### TEXTAUSZUG
• • • • •
In den 1980er Jahren machte mal die sogenannte „Cocker-Wut“ die Runde. Die roten Cocker Spaniel attackierten ohne ersichtlichen Grund ihre Besitzer, verletzten sie zum Teil schwerst und brachen danach ebenso unvermittelt in sich zusammen – als wenn sie sich schämten, wie einige der zu Schaden gekommenen Besitzer später erklärten . Nachdem sich solche Fälle häuften, klärte sich auf, dass die viele der betroffenen Tiere eine verwandtschaftliche Nähe aufwiesen. Später, Ende der 1990er Jahre und Anfang der 2000er Jahre wurden solche Fälle bei Golden Retrievern wie „Kurti“ bekannt, meistens bei besonders hellen Hunden mit großen, dem Kindchenschema entsprechenden Augen.

Nicht ganz so spektakulär, aber dafür umso fataler erging es „Lotte“, einer dreijährigen Australian Shepherd-Hündin aus einer „liebevollen Zucht mit Familienanschluss“, wie es so schön heißt. Weil die Liebe ja bekanntlich überall hinfallen kann, war „Lotte“ das Ergebnis einer Verpaarung zweier eng miteinander verwandter Hunde der Familie.

Als Andenken dieser Liebesbeziehung behielt „Lotte“ eine Degenerierung der Speiseröhre zurück, sprich das Gewebe war an einer Stelle geschwächt, so dass sich Nahrung und Wasser dort sammelten. In der Folge bekam „Lotte“, wenn sie etwas fressen oder trinken wollte, Erstickungsanfälle und verlor schließlich das Bewusstsein.

Es ist von Glück zu sprechen, dass „Lottchen“ bei einer verantwortungsvollen Tierärztin vorgestellt wurde, die das Argument, der Hund hätte ja drei Jahre damit überlebt, nicht gelten ließ und dieser abscheulichen Qual ein Ende setzte.

Trotz solcher Kollateralschäden erfreuen sie die Aussies der „Züchterin“ großer Beliebtheit und so habe ich in der letzten Zeit so manche Exemplare kennengelernt, die aus der „Zuchtstätte“ stammen. Immerhin sind sie wunderhübsch und neben der Inzuchtschäden auch mit dem Merle-Gendefekt ausgestattet, der sie so lustig bunt aussehen lässt.

Laut der Universitätsklinik in Leipzig sind heute ungefähr 500 Erbkrankheiten bei unseren Rassehunden bekannt.

Ein Großteil davon hängt damit zusammen, dass Äußerlichkeiten bei der Zucht eine völlig übergeordnete Rolle spielen, während altmodische Tugenden wie „Wetterhärte“, „Leichtfüttrigkeit“ und „Langlebigkeit“ in den Hintergrund gerückt sind.
• • • • •
### AUFGABE
Beantworte die Fragen zum Text über Erbkrankheiten bei Rassehunden:
1. In welchem Jahrzehnt machte die „Cocker-Wut“ die Runde?
2. Wie alt war „Lotte“, und welcher Rasse gehörte sie an?
3. Wie viele Erbkrankheiten sind laut der Universitätsklinik in Leipzig heute bei Rassehunden bekannt?

Bildgestützte Daten zur Objektverortung
• • • • •
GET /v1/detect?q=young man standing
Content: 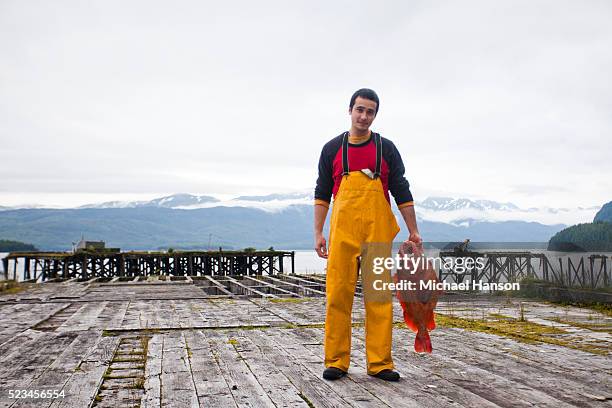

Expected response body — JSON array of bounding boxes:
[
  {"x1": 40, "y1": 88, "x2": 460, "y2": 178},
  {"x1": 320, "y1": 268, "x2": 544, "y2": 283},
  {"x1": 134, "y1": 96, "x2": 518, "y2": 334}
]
[{"x1": 314, "y1": 88, "x2": 421, "y2": 381}]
• • • • •
### LÖSUNG
1. In den 1980er Jahren.
2. Sie war drei Jahre alt und eine Australian Shepherd-Hündin.
3. Ungefähr 500.